Sosyal demokratlarla sohbet ederken paylaştıkları fikirleri değerli bulurum. Ancak, konuşmaların ardından uygulamaya gelince işte orada durur, neden düşüncelerini hayata geçiremedikleri noktasında düşünürüm.
CHP’de son zamanlarda değil, her zaman kazanlar kaynar. Çünkü parti içinde kendi kişisel çıkarları uğruna koltuk hedefi olanlar, kavgadan beslenerek, bir günah keçisi seçerek, merdivenleri tırmanmak ister. Adama baktığınızda milletvekili olmuştur ama yetmez, çünkü siyasetini partisi adına, halkı için yapmak gibi bir derdi yoktur. Bu ve bunun gibi adamların sözüne inananlar, partisi adına eleştiri yaptığını zannederek, kuyuya atılan taşı çıkarmaya kalkar.

- [Veri Seti İçeriği]
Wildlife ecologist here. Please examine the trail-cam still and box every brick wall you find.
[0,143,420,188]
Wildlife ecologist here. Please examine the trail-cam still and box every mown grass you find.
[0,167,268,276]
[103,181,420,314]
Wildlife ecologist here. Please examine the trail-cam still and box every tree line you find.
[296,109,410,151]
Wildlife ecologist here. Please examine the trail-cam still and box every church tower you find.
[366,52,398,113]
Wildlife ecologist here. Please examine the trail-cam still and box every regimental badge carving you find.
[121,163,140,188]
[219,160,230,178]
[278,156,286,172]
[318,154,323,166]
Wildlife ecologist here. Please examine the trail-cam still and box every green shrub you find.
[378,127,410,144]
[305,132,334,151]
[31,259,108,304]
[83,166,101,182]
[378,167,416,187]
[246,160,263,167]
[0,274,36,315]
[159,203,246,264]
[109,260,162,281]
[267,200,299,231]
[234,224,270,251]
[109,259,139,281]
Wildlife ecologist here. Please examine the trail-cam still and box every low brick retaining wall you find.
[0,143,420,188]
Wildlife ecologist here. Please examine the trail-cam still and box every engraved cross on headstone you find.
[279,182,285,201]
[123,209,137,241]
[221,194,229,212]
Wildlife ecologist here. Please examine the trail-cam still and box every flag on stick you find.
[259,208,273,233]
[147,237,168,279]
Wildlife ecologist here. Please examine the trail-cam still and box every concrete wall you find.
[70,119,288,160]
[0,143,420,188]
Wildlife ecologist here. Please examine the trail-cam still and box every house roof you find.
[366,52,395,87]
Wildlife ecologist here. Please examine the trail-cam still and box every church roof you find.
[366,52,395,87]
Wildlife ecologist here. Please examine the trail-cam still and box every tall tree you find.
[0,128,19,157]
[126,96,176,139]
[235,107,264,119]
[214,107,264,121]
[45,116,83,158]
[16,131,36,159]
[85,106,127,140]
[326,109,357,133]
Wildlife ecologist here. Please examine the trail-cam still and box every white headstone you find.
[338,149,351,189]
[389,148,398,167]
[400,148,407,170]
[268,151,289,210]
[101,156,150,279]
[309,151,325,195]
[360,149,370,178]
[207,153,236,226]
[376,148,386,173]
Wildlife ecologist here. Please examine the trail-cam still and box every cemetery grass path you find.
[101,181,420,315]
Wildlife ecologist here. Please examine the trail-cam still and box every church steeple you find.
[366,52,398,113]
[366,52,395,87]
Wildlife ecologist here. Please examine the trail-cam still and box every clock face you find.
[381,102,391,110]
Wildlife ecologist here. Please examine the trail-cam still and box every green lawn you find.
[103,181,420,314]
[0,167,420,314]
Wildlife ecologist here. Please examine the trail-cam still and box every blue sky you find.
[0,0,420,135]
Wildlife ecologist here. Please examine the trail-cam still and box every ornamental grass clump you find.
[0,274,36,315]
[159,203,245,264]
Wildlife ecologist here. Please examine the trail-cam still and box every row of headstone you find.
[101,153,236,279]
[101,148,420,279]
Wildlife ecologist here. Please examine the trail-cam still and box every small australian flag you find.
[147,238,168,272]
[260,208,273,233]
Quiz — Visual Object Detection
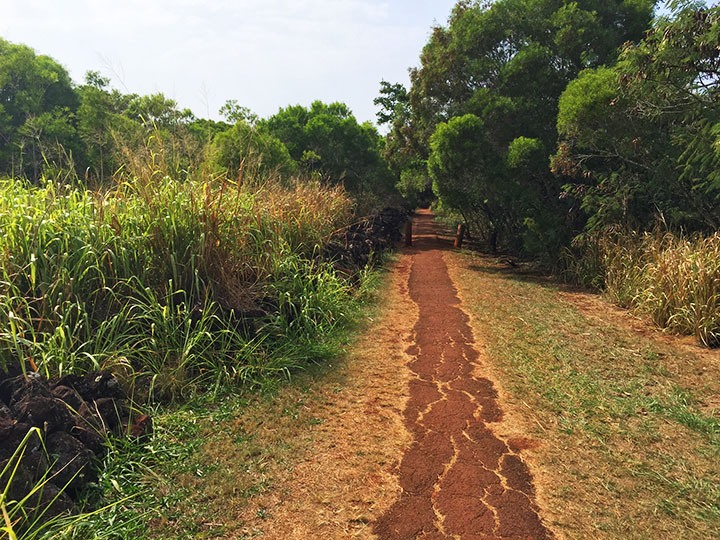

- [İstenen Görev A]
CHP üzerine yazıya dayanarak aşağıdaki soruları yanıtlayın ve yanıtlarınızı sorulardaki gibi işaretleyin.
(i) Yazar, sosyal demokratların sohbette paylaştığı fikirleri nasıl bulur?
(ii) Metne göre CHP’de kazanlar ne zaman kaynar?
(iii) Koltuk hedefi olanlar merdivenleri tırmanmak için hangi yollara başvurur?
- [İstenen Görev B] CHP üzerine yazıda "CHP’de son zamanlarda değil" diye başlayan paragrafı, ana bilgilerini koruyarak daha kısa biçimde yeniden yazın.
- [İstenen Görev C] CHP ve sosyal demokratlar üzerine yazıyı, son cümlesinden sonrasını yazarak ilerletin.

- [Yazılı Yanıt A]
(i) Değerli bulur.
(ii) Son zamanlarda değil, her zaman kaynar.
(iii) Kavgadan beslenir ve bir günah keçisi seçerler.

- [Yazılı Yanıt B] CHP’de kazanlar her zaman kaynar. Bunun nedeni, partide kişisel çıkarları için koltuk peşinde olanların kavgadan beslenip bir günah keçisi seçerek yükselmeye çalışmasıdır. Bu kişiler milletvekili olsa da yetinmez, çünkü siyaseti partisi ve halkı için yapma dertleri yoktur. Onların sözüne inananlar da bunların parti adına eleştiri yaptığını sanır ve kuyuya atılan taşı çıkarmaya kalkar.

- [Yazılı Yanıt C]
Son zamanlarda CHP İl Başkanı Sayın Semih Esen günah keçisi seçildi. İl Başkanı Esen gerek duruşu, gerek dürüstlüğü, gerekse temsil yeteneğiyle CHP’ye yakışan il başkanlarından biri. Esen, son zamanlarda siyaseti bilmemekle suçlanıyor. Doğrudur, Esen ayak oyunlarını, kıvırmaları bilmiyor. Bugün bununla, yarın bir başkasıyla kol kola girip ardından da arkasından konuşmasını da beceremiyor. Dedikodulara göre hareket etmiyor. Önüne engel olarak gören ve CHP çatısı altına yakışmayan isimler, kavgadan beslenerek Esen’i yollarından çekmeye hedefliyor.
Hiç mi yanlışı olmadı Esen’in?
Oldu!..
CHP Antalya İl Başkanı olarak Esen, grup kararına uymayan 2 meclis üyelesiyle ilgili olarak gerekeni yaptı. İsimleri gündemden düşmeyen meclis üyelerini kesin ihraç istemi ile disipline sevk etti. İl Disiplin Kurulu sadece uyarmakla yetindi. Aynı karar Yüksek Disiplin Kurulu’ndan da çıktı. Ancak İl Başkanı Esen, bu kararları beklemeden yorum yaptı. Kavgadan beslenenler de bunu fırsat bilerek, aç kurtlar gibi saldırıya geçtiler. Türkiye genelinde CHP’nin aynı şekilde disipline sevk edilen meclis üyelerine, partililere bakın karar kesin ihraç oluyor. Ancak Antalya İl Başkanlığı’ndan giden isimlerle ilgili olarak Ankara’da yine bir Antalyalının müdahale etmesi şaşırtıyor. Müdahale sonunda ilk kez disiplin kurulundan farklı bir sonuç çıkıyor.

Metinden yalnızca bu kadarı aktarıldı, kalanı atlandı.